_Extracto_

┏━━

Ramiro no aparece y las chicas buscan una supuesta sala de bitcoins, para robar datos y dinero —una idea muy de época—; pero entre drogas y golpes de botellas, las ladronas no logran su cometido y en vez de dormir a sus víctimas, estas mueren…pero no. Porque, como se dice en la película, “lo muerto no muere”. Los cuerpos regresan como zombies que vomitan litros de líquido oscuro, con cierta conciencia remanente.

A partir de aquí, la película se entrega al gore: sangre, vísceras, fluidos y coreografías de pelea. Lo que en principio podría ser visualmente estimulante, pronto se vuelve monótono. La narrativa se debilita, y el relato pierde el norte. Es entonces cuando aparece El Comandante (Daniel Hendler), un revolucionario fuera de época que carga una escopeta y un mate, mientras reflexiona sobre la superación del capitalismo y la creación del hombre nuevo. Aunque su discurso promete una crítica interesante, se diluye también en la autoparodia, como una mordida de zombi que no alcanza a infectar del todo.

┗━━

_En qué consiste_
Copia palabra por palabra el pasaje del extracto que va de "Ramiro no aparece" a "cierta conciencia remanente.". Responde basándote únicamente en el extracto.

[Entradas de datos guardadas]
┏━━

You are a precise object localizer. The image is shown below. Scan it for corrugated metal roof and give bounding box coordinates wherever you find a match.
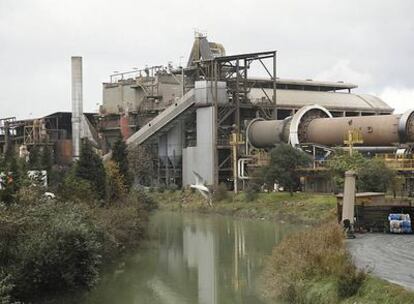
[250,89,393,112]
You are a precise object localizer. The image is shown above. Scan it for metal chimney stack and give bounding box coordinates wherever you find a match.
[72,56,83,160]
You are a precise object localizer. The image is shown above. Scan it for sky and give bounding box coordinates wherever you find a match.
[0,0,414,119]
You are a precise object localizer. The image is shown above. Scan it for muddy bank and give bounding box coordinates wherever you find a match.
[347,233,414,290]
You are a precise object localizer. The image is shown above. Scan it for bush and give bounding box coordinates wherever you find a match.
[264,224,365,303]
[0,271,14,304]
[58,173,97,203]
[338,263,367,299]
[213,183,229,202]
[127,190,158,212]
[105,160,128,202]
[92,191,151,259]
[0,202,101,299]
[244,182,260,202]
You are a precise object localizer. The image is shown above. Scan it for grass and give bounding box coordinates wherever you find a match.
[150,190,336,224]
[263,222,414,304]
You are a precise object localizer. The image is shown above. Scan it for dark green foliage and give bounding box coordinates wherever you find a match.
[0,271,14,304]
[28,145,41,170]
[0,191,152,304]
[128,190,158,212]
[358,158,396,192]
[244,183,260,202]
[0,202,101,300]
[58,172,98,203]
[75,140,105,199]
[112,139,131,189]
[263,144,311,194]
[40,146,53,174]
[157,184,167,193]
[128,146,156,185]
[0,146,27,204]
[338,262,367,299]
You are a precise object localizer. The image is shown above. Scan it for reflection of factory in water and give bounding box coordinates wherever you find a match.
[149,214,292,304]
[0,35,414,192]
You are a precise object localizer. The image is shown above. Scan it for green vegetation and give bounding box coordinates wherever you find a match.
[75,140,105,199]
[149,190,336,224]
[0,141,157,304]
[328,151,401,194]
[263,223,414,304]
[262,144,311,195]
[112,138,131,189]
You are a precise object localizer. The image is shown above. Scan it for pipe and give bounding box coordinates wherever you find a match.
[71,56,83,160]
[246,105,414,148]
[305,115,401,146]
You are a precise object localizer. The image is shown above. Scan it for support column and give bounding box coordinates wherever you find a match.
[342,171,356,224]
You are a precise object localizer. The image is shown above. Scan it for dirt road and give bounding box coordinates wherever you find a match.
[347,233,414,290]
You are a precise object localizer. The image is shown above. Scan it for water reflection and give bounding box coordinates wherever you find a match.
[83,212,295,304]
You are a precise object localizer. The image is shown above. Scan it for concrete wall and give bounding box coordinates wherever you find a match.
[183,107,214,186]
[194,81,228,105]
[103,84,144,113]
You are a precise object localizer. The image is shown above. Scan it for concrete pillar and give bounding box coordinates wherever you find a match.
[342,171,356,224]
[72,57,83,160]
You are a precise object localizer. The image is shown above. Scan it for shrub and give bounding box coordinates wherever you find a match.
[213,183,229,202]
[157,184,166,193]
[0,271,14,304]
[0,202,101,299]
[105,161,127,201]
[127,190,158,212]
[338,263,367,299]
[264,224,365,303]
[75,139,105,199]
[92,191,150,255]
[58,172,97,203]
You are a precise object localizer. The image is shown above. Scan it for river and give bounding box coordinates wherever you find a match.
[81,211,296,304]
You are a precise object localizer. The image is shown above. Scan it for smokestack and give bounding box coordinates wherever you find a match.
[72,57,83,160]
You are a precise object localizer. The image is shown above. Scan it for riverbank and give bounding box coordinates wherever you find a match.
[0,191,153,304]
[263,222,414,304]
[154,190,414,304]
[149,190,336,225]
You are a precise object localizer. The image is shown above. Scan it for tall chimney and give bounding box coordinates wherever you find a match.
[72,57,83,160]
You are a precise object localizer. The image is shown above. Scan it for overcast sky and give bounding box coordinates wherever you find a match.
[0,0,414,118]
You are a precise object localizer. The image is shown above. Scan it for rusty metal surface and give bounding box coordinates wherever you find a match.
[306,115,401,146]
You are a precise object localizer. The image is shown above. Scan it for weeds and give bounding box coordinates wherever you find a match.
[264,223,365,303]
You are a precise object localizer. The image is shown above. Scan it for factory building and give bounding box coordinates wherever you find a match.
[103,36,408,188]
[0,35,414,191]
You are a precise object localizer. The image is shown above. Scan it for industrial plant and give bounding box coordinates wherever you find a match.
[0,34,414,194]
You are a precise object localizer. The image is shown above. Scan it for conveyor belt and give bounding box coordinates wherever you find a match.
[126,89,195,145]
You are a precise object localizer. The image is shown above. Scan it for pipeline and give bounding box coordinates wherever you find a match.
[246,105,414,148]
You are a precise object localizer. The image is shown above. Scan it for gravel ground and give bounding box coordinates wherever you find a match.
[347,233,414,290]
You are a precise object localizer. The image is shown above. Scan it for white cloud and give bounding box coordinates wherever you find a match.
[379,87,414,113]
[315,59,372,87]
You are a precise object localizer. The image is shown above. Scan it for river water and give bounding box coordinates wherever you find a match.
[81,212,295,304]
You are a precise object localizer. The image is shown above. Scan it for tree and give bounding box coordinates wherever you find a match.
[28,145,40,170]
[128,146,155,184]
[75,139,105,199]
[112,138,131,188]
[105,160,128,202]
[40,146,53,175]
[263,144,311,195]
[0,144,25,203]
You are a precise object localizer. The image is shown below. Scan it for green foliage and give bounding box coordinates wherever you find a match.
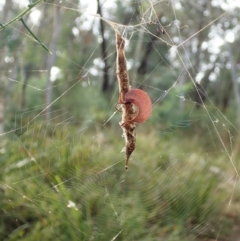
[0,122,233,241]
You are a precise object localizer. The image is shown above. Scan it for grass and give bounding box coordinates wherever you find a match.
[0,123,239,241]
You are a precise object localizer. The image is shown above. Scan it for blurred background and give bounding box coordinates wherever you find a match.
[0,0,240,241]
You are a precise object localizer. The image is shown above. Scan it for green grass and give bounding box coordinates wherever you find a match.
[0,123,238,241]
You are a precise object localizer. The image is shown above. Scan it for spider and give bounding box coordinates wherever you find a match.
[115,31,152,170]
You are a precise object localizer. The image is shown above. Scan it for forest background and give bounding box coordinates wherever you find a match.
[0,0,240,241]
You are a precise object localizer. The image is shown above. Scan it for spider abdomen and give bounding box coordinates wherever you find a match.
[124,89,152,123]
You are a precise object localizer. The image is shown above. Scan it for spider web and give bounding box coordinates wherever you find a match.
[0,1,240,241]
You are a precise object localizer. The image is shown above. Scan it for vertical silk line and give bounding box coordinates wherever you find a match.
[116,31,152,170]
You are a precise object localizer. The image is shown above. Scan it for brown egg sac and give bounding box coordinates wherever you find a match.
[124,89,152,123]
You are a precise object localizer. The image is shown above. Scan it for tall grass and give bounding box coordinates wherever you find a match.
[0,123,236,241]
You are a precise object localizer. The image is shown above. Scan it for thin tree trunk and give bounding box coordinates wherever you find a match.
[46,5,62,121]
[0,96,4,134]
[97,0,110,92]
[225,42,240,124]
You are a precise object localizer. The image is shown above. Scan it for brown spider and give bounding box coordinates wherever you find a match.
[115,30,152,169]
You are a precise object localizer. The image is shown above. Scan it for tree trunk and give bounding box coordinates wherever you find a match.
[97,0,110,92]
[46,5,62,121]
[225,42,240,125]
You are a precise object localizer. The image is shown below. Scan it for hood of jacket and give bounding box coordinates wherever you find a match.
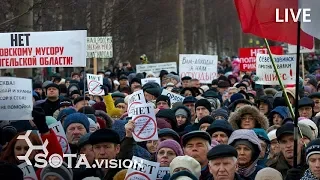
[229,105,269,130]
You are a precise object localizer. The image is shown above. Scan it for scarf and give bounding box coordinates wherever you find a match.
[300,169,318,180]
[238,159,258,177]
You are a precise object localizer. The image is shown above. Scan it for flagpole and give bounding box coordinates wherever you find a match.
[293,21,301,168]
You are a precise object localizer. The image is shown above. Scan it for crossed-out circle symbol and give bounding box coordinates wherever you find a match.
[88,80,103,94]
[133,115,157,140]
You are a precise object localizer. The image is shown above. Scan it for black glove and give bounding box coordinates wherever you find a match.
[32,106,49,134]
[286,168,304,180]
[100,85,109,95]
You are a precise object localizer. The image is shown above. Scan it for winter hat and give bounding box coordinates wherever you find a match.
[158,128,180,143]
[157,139,183,156]
[207,120,233,137]
[40,162,73,180]
[207,144,238,161]
[211,108,229,120]
[169,155,201,178]
[255,167,283,180]
[195,99,212,112]
[199,116,214,125]
[0,161,23,180]
[175,108,188,118]
[46,116,58,126]
[63,113,90,132]
[156,95,171,107]
[306,138,320,162]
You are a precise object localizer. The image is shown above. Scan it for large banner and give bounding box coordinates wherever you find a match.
[0,30,87,69]
[239,46,283,72]
[256,54,297,85]
[179,54,218,84]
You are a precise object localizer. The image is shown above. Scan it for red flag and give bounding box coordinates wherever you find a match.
[234,0,313,49]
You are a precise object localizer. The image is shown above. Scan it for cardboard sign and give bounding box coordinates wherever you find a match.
[132,104,158,142]
[18,162,38,180]
[125,156,160,180]
[136,62,177,76]
[161,89,185,104]
[87,36,113,58]
[0,77,33,120]
[256,54,296,85]
[87,74,104,96]
[49,121,71,154]
[128,90,146,117]
[157,167,170,180]
[141,78,161,86]
[179,54,218,84]
[239,46,283,72]
[0,30,87,69]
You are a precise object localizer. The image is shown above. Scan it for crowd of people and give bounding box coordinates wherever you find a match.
[0,56,320,180]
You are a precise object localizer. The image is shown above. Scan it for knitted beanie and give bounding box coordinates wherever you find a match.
[63,113,90,132]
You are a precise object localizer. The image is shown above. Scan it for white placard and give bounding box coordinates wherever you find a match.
[87,74,104,96]
[136,62,177,76]
[18,162,38,180]
[179,54,218,84]
[0,77,33,120]
[49,121,71,154]
[141,78,161,86]
[256,54,296,85]
[125,156,160,180]
[87,36,113,58]
[0,30,87,69]
[157,167,170,180]
[161,89,185,104]
[128,90,146,117]
[132,104,158,142]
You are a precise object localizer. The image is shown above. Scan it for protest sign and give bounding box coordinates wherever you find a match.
[125,156,160,180]
[0,30,87,69]
[141,78,161,86]
[87,74,104,96]
[87,36,113,58]
[161,89,185,104]
[18,162,38,180]
[0,77,33,120]
[131,104,158,142]
[128,90,146,117]
[136,62,177,76]
[157,167,170,180]
[49,121,71,154]
[179,54,218,84]
[239,46,283,72]
[256,54,296,85]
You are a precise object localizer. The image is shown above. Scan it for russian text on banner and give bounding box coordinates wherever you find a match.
[0,30,87,69]
[179,54,218,84]
[256,54,296,85]
[0,77,33,120]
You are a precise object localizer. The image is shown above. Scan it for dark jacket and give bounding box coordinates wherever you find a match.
[266,153,308,179]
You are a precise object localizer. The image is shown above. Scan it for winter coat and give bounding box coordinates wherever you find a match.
[229,105,269,130]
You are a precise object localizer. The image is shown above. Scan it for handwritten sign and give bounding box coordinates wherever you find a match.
[239,46,283,72]
[161,89,185,104]
[136,62,177,76]
[125,156,160,180]
[0,77,33,120]
[141,78,161,86]
[256,54,296,85]
[179,54,218,84]
[18,162,38,180]
[128,90,146,117]
[49,121,71,154]
[87,36,113,58]
[0,30,87,69]
[87,74,104,96]
[132,104,158,142]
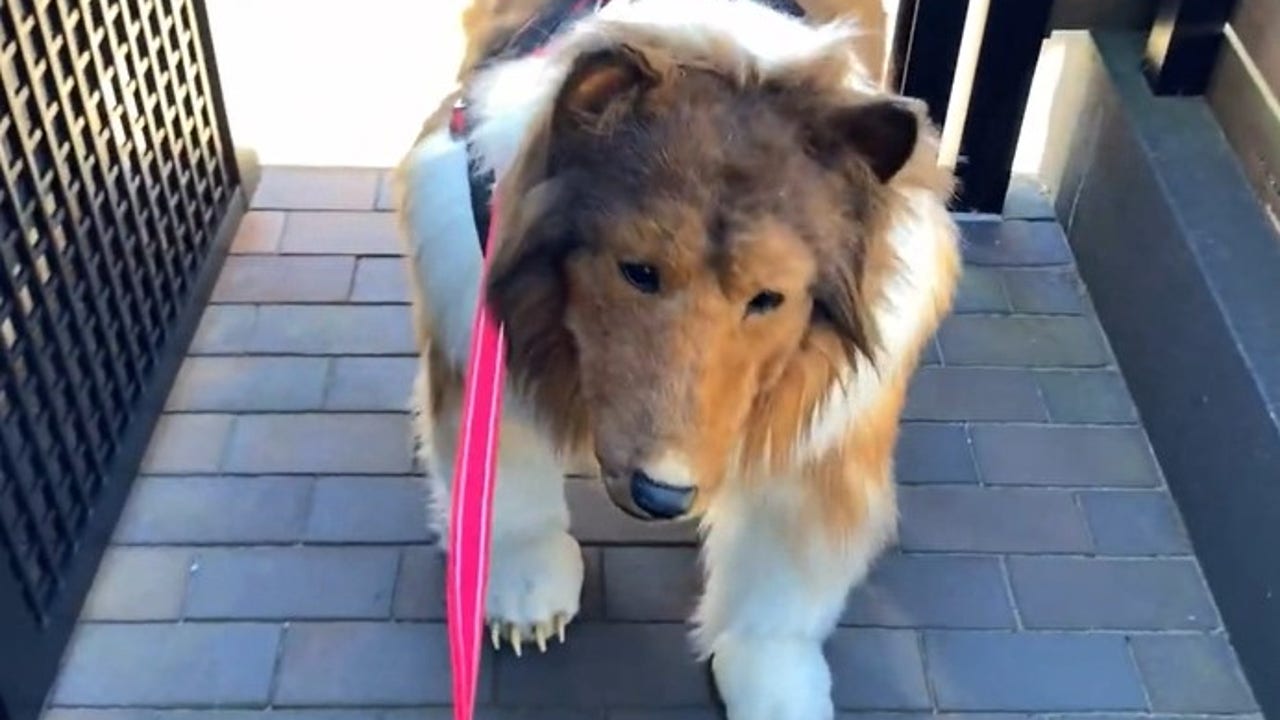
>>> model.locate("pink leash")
[445,200,506,720]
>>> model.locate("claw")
[534,623,549,652]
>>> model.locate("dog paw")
[712,637,836,720]
[486,530,582,656]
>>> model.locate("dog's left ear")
[812,99,925,182]
[553,45,658,131]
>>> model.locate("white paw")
[712,637,836,720]
[485,530,582,655]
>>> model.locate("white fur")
[799,190,956,460]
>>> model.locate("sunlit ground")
[207,0,1061,174]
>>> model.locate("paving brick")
[1009,557,1220,630]
[893,423,978,484]
[1004,269,1085,315]
[166,356,329,413]
[924,632,1146,712]
[187,547,399,620]
[212,255,356,302]
[902,368,1047,421]
[564,478,698,544]
[324,357,417,410]
[392,546,445,620]
[495,623,710,708]
[306,477,431,543]
[604,547,703,623]
[1036,370,1138,423]
[240,305,413,355]
[52,623,280,706]
[899,486,1092,552]
[188,305,257,355]
[251,167,380,210]
[969,425,1160,487]
[274,623,490,707]
[1130,635,1258,714]
[844,555,1016,628]
[81,548,191,620]
[938,315,1111,368]
[960,220,1071,265]
[230,210,284,255]
[826,628,931,710]
[280,213,402,255]
[351,258,410,302]
[952,268,1009,313]
[142,414,236,474]
[224,414,411,475]
[115,477,311,544]
[1080,492,1192,555]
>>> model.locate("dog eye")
[618,263,660,295]
[746,290,786,315]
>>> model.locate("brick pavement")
[46,168,1258,720]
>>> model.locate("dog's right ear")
[552,45,658,132]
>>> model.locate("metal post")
[1144,0,1235,95]
[957,0,1053,213]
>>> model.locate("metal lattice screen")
[0,0,239,715]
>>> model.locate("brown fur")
[404,0,959,536]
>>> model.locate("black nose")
[631,470,694,520]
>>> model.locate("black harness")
[449,0,804,255]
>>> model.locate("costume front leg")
[428,376,582,655]
[696,481,892,720]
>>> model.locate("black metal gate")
[0,0,244,720]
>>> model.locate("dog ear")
[810,99,925,182]
[552,45,658,131]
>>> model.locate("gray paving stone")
[212,255,356,302]
[188,305,257,355]
[1036,370,1138,423]
[604,547,703,623]
[392,546,445,620]
[893,423,978,484]
[274,623,490,707]
[187,547,399,620]
[1004,269,1085,315]
[52,623,280,706]
[224,414,411,475]
[826,628,931,710]
[1130,635,1258,714]
[142,414,236,474]
[902,368,1047,421]
[230,210,284,255]
[280,213,401,255]
[166,356,329,413]
[951,268,1009,313]
[324,357,417,410]
[938,315,1111,368]
[1009,557,1220,630]
[844,553,1016,628]
[960,220,1071,265]
[251,167,381,210]
[924,632,1146,712]
[306,475,431,543]
[899,486,1092,552]
[81,547,192,621]
[247,305,413,355]
[351,258,410,302]
[969,425,1160,487]
[1080,491,1192,555]
[115,477,311,544]
[564,478,698,544]
[495,623,710,708]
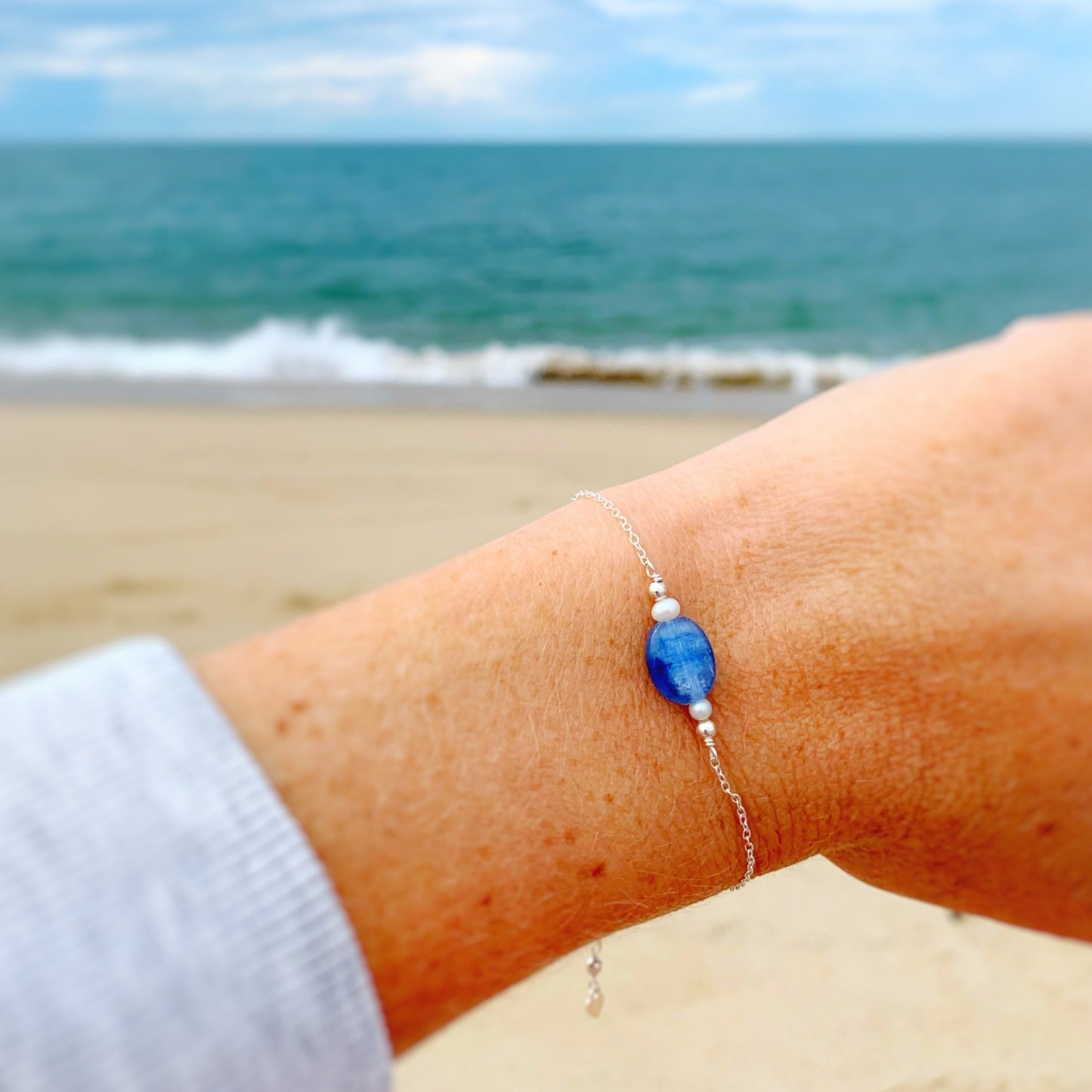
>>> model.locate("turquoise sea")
[0,143,1092,387]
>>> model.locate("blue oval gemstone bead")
[645,618,716,705]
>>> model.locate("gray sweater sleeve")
[0,640,390,1092]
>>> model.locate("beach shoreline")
[0,373,808,418]
[0,399,1092,1092]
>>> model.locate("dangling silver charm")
[584,940,603,1016]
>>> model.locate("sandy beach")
[0,404,1092,1092]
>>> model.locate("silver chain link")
[572,489,754,891]
[705,739,754,891]
[572,489,660,580]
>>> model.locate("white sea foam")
[0,319,890,393]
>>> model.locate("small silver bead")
[652,597,682,621]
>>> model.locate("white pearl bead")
[652,596,682,621]
[690,698,713,721]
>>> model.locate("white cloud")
[685,79,759,106]
[592,0,689,19]
[0,27,548,110]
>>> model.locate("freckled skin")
[198,317,1092,1050]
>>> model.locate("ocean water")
[0,143,1092,388]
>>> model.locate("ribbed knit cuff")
[0,639,390,1092]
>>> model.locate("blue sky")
[0,0,1092,140]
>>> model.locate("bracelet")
[572,489,754,1016]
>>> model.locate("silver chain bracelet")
[572,489,754,1016]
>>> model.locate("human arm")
[199,320,1092,1047]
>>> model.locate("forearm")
[199,320,1092,1047]
[199,446,842,1046]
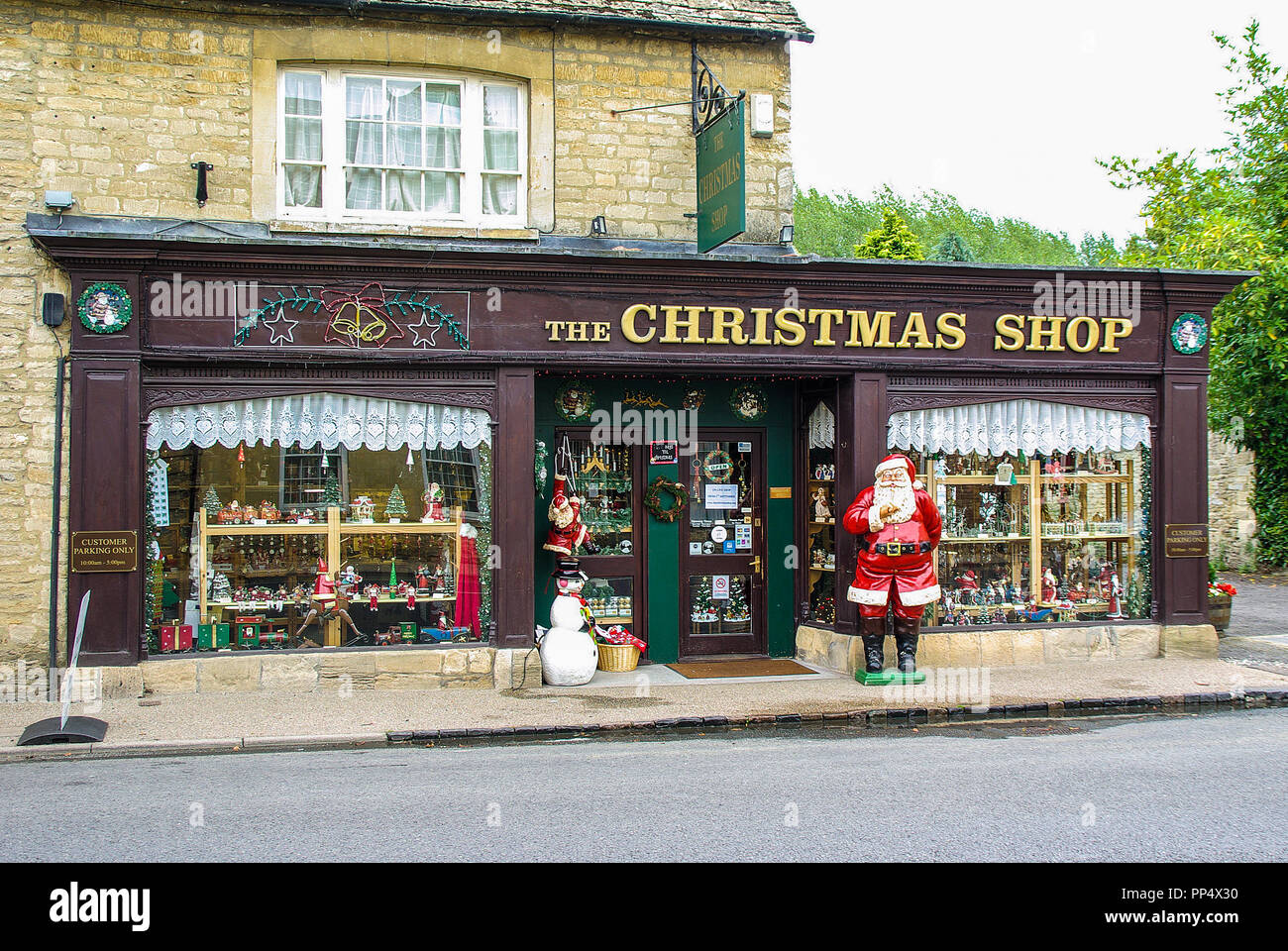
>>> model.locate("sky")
[793,0,1288,243]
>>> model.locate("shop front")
[29,217,1243,665]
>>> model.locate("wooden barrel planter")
[1208,594,1234,633]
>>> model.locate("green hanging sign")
[698,99,747,254]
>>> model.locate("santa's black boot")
[862,617,885,674]
[894,616,921,674]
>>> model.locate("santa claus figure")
[842,455,943,674]
[541,473,599,556]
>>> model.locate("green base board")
[854,668,926,687]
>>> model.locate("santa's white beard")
[872,480,917,524]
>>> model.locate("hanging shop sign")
[1163,524,1208,558]
[68,531,139,574]
[76,281,134,334]
[698,99,747,254]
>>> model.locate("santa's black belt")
[868,541,934,556]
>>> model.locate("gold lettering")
[774,307,805,347]
[897,310,935,351]
[1100,317,1132,353]
[1024,317,1064,351]
[993,313,1024,351]
[808,310,845,347]
[1064,316,1100,353]
[658,304,704,344]
[623,304,657,343]
[707,307,747,347]
[935,310,966,351]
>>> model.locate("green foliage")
[794,187,1117,268]
[930,231,975,261]
[854,209,926,261]
[1102,21,1288,566]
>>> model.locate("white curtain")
[808,402,836,449]
[147,393,492,450]
[282,72,322,207]
[886,399,1149,456]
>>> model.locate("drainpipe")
[49,348,67,701]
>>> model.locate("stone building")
[0,0,1246,692]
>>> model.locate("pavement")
[1219,573,1288,674]
[0,659,1288,763]
[0,574,1288,763]
[0,708,1288,860]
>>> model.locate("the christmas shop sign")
[544,303,1133,353]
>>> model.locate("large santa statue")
[842,455,943,674]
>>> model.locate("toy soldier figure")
[842,455,943,674]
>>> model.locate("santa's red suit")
[541,476,592,556]
[844,456,943,620]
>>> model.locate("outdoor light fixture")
[46,192,76,214]
[40,294,67,327]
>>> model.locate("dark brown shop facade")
[27,215,1245,665]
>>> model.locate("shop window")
[147,394,492,654]
[278,68,528,227]
[890,401,1151,626]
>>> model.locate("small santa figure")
[842,455,943,674]
[541,473,599,556]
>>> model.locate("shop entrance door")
[680,429,767,659]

┗━━

_Respuesta redactada_
Ramiro no aparece y las chicas buscan una supuesta sala de bitcoins, para robar datos y dinero —una idea muy de época—; pero entre drogas y golpes de botellas, las ladronas no logran su cometido y en vez de dormir a sus víctimas, estas mueren…pero no. Porque, como se dice en la película, “lo muerto no muere”. Los cuerpos regresan como zombies que vomitan litros de líquido oscuro, con cierta conciencia remanente.